→ **REQUIREMENTS**
Collect every line of the entries below that contains the string "shorts".

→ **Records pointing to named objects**
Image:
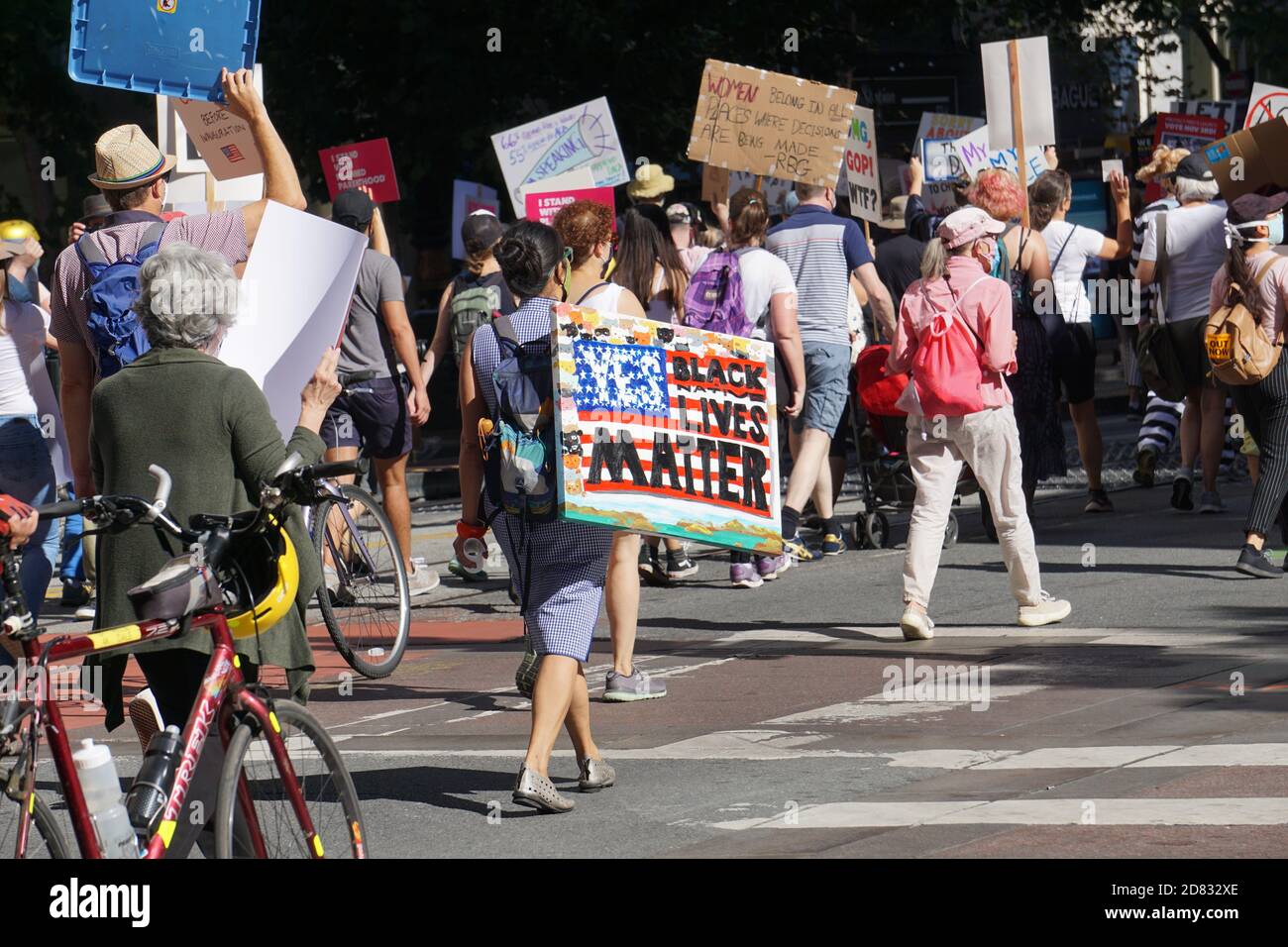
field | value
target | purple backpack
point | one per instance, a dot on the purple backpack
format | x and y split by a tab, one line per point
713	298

--

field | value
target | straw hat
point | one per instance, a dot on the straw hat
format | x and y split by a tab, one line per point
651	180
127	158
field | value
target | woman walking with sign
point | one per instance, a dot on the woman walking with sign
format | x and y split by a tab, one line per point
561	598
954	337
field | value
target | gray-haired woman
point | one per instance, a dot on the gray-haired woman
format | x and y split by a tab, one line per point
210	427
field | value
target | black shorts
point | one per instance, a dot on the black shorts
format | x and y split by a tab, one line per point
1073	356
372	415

→ **THE RESULT**
target | black shorts
point | one per instance, a dot on the black shorts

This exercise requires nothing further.